TEXT EXTRACT:
╔══
Sunak understands the political necessity of being seen to take a lead on green investment and delivering on their climate ambitions, with one Whitehall insider saying the Chancellor “is no environmentalist, but goes along with it because he can read polls.”

A second government source told PoliticsHome last month: “This Spending Review is going to be a tight one but I’d say if there’s money for anything it’s green issues.”

Even if Sunak can carve out some spending in this area that still leaves Johnson in a position where he has to tell the electorate how much decarbonising the economy will cost them personally.

His swift pull back from the creation of a “meat tax” which would have hit consumers earlier this summer led to a prediction from a Tory insider that when presented with the tough choices that have to be made to hit ambitious targets, “what is more likely to happen than not is the government will back off”.

They suggest it will allow ministers to talk about progress, but “the really, really tough, knotty problems will be the ones that end up not getting fixed or pushed back further, and if they push back 10 years, Boris Johnson probably won't be here.”

Goodman, a former Tory MP himself, wrote on this issue that “there are worse things in the world than politicians declaring success (‘we’ve made great progress towards our zero emissions target’) while delivering failure (i.e: backing off some of the tax hikes necessary to actually hit them)”.

Labour leader Keir Starmer identified the same issue, saying this week: “The [government] have quietly been unpicking and dropping critical commitments when it comes to the climate crisis and the future economy.”

But there is likely to be renewed pressure to firm up their climate change policies as the issue has been thrown into sharp focus this summer with devastating flooding in Germany and China, then the UK too.
╚══
RECORD EXCERPTS:
╔══
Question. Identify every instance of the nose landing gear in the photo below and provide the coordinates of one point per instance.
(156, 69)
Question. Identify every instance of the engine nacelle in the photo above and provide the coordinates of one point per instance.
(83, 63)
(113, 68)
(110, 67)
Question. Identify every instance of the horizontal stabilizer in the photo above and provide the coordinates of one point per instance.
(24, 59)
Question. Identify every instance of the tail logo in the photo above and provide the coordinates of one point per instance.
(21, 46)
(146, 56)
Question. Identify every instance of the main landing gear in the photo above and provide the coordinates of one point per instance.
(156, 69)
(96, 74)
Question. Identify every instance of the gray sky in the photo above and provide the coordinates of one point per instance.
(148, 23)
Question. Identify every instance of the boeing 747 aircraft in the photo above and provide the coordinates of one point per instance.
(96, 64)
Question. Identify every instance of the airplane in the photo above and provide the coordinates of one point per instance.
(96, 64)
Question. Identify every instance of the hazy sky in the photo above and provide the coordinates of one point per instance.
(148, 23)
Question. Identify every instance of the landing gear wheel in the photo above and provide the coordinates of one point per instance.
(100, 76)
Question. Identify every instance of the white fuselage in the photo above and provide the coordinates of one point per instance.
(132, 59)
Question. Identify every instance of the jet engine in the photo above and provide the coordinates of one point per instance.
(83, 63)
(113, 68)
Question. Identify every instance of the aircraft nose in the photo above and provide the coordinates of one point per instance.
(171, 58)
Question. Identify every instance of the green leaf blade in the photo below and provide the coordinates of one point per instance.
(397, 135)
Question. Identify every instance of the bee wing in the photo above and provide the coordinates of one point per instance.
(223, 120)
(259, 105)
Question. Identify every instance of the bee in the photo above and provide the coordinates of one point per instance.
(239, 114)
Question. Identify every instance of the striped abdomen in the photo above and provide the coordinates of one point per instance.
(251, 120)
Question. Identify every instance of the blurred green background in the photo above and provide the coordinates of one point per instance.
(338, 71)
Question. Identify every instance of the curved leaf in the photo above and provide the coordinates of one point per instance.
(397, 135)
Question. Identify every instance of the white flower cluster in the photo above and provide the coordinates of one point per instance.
╚══
INSTRUCTIONS FOR THE TASK:
Answer these questions from the climate policy article:
1. According to the second government source, what is the one area likely to get money in the Spending Review?
2. What proposed tax, which would have hit consumers, was pulled back earlier this summer?
3. In which countries does the article say devastating flooding occurred this summer?

EXERCISE RESULT:
1. Green issues.
2. A "meat tax."
3. Germany and China, then the UK.